= INPUT DATA =

+ + + +

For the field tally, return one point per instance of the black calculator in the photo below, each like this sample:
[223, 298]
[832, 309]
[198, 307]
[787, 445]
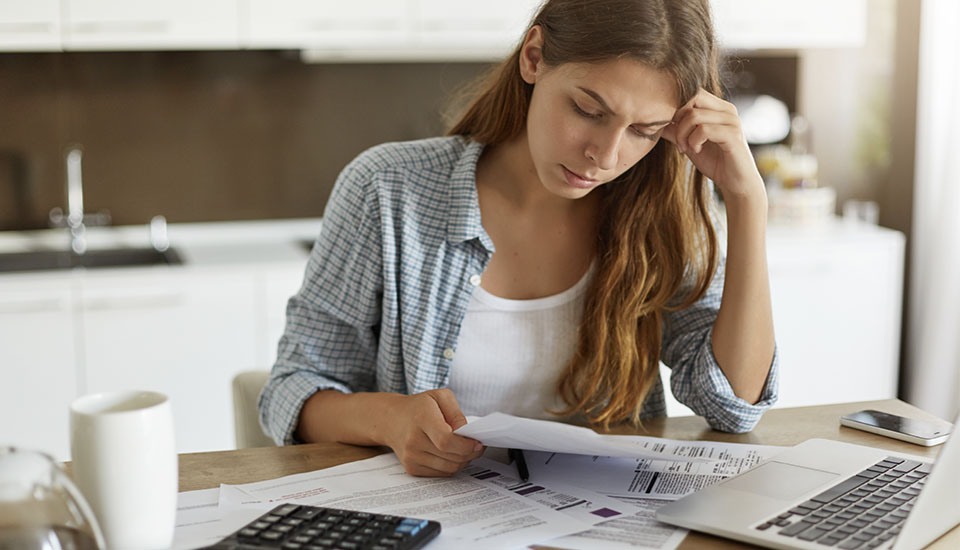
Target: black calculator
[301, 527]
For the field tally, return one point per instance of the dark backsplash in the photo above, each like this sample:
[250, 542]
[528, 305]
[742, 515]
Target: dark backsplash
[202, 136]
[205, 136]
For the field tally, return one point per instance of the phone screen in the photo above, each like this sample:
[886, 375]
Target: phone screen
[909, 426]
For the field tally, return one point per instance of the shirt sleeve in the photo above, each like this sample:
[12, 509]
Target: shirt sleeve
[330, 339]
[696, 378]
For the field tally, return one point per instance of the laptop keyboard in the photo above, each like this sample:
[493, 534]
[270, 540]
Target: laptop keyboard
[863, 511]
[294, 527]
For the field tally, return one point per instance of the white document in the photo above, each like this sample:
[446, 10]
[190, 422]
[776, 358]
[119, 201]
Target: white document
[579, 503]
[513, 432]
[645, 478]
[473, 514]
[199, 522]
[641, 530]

+ + + +

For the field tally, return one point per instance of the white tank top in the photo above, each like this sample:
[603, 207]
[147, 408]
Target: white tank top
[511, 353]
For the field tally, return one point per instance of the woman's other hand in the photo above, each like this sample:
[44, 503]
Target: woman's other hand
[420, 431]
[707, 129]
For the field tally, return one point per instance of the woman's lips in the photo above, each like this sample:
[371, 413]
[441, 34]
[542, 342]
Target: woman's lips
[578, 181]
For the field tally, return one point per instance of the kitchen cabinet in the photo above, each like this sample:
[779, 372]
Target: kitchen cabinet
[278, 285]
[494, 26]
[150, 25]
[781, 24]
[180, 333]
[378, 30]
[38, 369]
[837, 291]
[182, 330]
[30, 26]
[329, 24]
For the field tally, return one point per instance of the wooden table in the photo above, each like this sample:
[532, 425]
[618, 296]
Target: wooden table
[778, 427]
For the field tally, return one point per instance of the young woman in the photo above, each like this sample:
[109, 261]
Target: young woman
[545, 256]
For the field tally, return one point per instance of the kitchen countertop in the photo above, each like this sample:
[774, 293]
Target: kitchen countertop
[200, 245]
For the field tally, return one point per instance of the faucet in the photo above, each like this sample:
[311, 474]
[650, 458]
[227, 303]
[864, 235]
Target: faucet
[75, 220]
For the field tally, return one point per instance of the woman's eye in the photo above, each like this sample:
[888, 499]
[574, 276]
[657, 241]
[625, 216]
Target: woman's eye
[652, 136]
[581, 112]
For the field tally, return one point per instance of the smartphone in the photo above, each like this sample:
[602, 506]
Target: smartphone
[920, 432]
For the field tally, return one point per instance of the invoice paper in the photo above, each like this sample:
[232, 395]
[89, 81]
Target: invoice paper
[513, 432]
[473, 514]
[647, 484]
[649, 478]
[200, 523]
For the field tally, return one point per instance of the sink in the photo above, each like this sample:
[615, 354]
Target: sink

+ + + +

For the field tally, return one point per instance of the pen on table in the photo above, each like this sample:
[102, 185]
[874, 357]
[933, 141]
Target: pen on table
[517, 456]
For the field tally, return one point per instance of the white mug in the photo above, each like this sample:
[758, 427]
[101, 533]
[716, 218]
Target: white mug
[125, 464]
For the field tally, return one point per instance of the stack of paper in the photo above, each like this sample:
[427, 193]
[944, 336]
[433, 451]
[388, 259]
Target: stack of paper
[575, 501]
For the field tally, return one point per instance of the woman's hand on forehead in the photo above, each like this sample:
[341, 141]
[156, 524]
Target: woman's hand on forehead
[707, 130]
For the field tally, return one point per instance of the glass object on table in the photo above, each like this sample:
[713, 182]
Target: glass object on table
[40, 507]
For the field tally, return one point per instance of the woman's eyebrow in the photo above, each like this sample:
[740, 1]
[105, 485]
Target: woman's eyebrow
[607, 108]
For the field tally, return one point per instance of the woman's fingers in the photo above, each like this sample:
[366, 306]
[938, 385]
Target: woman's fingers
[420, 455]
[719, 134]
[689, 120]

+ + + +

= AIM OF THE TASK =
How many lines in the entries above contain the word "smartphone"? Reply with the number alone.

= ANSWER TO THE EXERCISE =
2